1. A time to be born, a time to die, a time to plan(t)

Perhaps obvious but worth repeating: an English Will speaks from death. However, when you plan it, you only know for sure what your present international links, assets and beneficiaries comprise and relevant succession laws specify. Therefore, to have proper peace of mind, you must regularly review.

2. Connections

Residence, habitual residence, domicile, nationality and citizenship are (i) all different tests (ii) apply to different legal concepts and taxes (iii) are interpreted differently in different jurisdictions. Try to keep the idea that these are separate in your mind as far as possible.

3. Complicated UK

Every place has its oddities but the patchwork of systems that make up the United Kingdom of Great Britain and Northern Ireland are little understood externally, and, dare I say it, within these islands too. The UK comprises three separate legal jurisdictions: England & Wales (E&W), Scotland and Northern Ireland. Scottish and English succession law are really quite different, Scotland having an element of forced heirship. However there is one main tax authority (HMRC). There is one central executive government in London, but now also devolved executive / legislative bodies in Scotland, Wales and Northern Ireland with the power to make their own laws. There are three crown dependencies (Jersey, Guernsey and Isle of Man) and 17 British overseas territories (e.g Bermuda, BVI, the Falklands, Gibraltar) which are linked to the UK but have separate legal jurisdictions and tax systems.

Here at Kingsley Napley, we are E&W lawyers regulated to advise on E&W succession law, but we also need to consider and advise upon UK tax, and particularly in this context, UK inheritance tax (IHT).

⁂

**Directions:** Carry on the excerpt about English Wills and cross-border succession, picking up right after its final sentence.

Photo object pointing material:
⁂

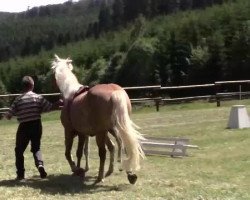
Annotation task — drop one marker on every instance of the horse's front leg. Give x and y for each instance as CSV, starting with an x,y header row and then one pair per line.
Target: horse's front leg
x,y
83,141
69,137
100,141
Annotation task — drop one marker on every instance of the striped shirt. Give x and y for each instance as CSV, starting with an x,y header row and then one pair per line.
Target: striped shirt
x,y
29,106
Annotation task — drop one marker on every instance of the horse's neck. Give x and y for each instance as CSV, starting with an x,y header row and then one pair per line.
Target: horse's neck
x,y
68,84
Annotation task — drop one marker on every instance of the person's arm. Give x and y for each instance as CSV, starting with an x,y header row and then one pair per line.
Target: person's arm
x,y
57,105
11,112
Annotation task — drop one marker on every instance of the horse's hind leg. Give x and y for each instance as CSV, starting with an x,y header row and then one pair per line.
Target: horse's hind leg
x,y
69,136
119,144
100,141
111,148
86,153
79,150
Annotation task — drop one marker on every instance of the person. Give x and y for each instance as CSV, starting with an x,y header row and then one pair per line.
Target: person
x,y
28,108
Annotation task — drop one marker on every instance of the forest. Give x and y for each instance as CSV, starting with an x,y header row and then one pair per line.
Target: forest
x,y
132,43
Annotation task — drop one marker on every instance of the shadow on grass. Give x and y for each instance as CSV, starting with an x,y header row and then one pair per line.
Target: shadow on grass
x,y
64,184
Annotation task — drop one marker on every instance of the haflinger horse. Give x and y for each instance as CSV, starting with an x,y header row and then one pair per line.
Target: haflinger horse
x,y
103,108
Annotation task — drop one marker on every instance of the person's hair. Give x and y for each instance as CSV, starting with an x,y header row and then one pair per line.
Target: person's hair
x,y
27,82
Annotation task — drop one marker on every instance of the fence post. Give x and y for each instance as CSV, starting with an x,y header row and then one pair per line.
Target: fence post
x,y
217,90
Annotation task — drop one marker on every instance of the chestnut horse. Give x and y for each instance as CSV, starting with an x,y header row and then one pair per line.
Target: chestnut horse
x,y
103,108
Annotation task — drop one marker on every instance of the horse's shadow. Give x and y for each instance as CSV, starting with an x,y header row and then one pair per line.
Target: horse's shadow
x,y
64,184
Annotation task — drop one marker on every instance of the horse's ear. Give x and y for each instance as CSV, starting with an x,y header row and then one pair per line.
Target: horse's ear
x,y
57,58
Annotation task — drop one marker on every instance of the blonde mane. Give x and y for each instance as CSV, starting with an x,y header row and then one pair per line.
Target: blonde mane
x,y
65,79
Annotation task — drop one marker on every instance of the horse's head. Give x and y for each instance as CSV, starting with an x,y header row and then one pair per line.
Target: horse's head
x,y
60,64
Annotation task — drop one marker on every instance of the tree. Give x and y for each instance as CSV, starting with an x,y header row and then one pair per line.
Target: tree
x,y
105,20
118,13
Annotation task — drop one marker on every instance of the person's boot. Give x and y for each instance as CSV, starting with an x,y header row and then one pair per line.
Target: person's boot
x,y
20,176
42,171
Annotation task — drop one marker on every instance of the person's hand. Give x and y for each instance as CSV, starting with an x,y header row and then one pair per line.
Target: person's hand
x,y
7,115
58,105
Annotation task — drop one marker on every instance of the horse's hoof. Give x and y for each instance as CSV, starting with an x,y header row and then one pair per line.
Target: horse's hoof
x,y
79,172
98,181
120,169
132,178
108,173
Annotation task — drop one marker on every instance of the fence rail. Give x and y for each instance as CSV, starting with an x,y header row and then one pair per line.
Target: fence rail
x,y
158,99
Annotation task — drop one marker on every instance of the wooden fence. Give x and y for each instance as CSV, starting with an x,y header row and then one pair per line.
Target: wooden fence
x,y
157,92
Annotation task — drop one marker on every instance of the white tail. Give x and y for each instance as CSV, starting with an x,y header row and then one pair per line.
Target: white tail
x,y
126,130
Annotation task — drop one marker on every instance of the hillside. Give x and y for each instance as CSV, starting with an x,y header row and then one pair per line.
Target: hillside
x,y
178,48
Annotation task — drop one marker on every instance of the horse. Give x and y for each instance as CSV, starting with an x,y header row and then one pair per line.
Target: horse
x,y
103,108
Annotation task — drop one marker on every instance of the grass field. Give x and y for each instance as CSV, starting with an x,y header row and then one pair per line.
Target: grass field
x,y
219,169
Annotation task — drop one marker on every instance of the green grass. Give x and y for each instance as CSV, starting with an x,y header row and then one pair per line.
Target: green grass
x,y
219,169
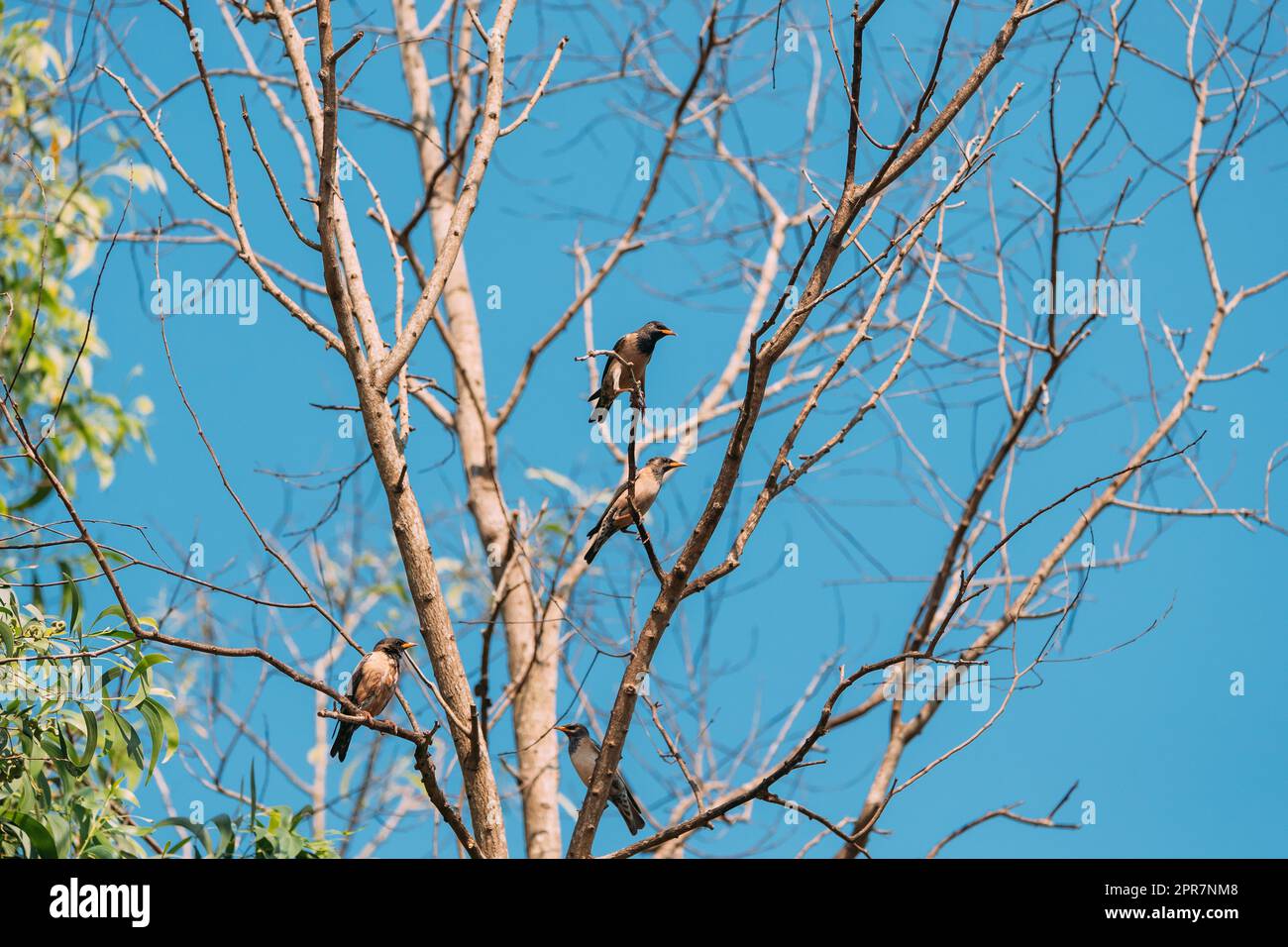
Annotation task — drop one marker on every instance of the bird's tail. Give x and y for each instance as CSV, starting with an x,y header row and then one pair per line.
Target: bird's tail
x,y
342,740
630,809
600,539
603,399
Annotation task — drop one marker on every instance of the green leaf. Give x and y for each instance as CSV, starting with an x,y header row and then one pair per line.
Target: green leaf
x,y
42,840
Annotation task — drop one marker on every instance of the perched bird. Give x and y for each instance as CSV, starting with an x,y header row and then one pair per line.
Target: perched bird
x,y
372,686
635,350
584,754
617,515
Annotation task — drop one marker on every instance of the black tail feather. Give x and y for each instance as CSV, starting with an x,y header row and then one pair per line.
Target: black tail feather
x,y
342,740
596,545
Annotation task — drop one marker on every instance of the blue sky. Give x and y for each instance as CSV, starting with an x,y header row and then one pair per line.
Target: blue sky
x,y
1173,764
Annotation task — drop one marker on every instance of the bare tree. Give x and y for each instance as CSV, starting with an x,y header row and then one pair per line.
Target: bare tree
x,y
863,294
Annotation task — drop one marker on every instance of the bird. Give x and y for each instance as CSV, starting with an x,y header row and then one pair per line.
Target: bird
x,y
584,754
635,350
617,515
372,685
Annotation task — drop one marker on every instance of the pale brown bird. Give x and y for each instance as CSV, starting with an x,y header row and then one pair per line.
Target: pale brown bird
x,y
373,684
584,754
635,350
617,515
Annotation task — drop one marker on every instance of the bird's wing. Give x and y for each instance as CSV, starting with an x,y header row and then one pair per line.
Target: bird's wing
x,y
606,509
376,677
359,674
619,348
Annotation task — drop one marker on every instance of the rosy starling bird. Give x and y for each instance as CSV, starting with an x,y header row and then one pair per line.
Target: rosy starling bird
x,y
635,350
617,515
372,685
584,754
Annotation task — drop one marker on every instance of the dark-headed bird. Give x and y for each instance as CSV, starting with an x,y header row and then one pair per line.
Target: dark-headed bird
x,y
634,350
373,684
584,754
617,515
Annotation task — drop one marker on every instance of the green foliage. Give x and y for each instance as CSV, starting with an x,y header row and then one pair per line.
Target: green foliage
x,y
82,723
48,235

⁂

**Response to the task:**
4. Real(ly) personal

It’s important to distinguish between the types of asset you own. For E&W succession law, the most important distinction is probably immovable (basically real estate) and movables (basically everything else). In the international context, the E&W jurisdiction presently allows you to gift E&W real estate in your name to whosoever (including legal persons such as charities or other entities) you choose. This is irrespective of your other international links. Similarly, E&W refuses to deal with the succession of real estate in your name located outside of E&W. These rules are practical; ownership of real estate can be easily enforced by the courts of E&W on its own territory, but not elsewhere.

Dealing with you your movable estate requires us to apply our succession law connecting test of domicile (essentially, were you permanently or indefinitely connected with E&W at your death?). If you were E&W domiciled, E&W courts would uphold an E&W Will of worldwide movables. However, getting foreign banks and courts etc to obey those E&W court orders is another thing.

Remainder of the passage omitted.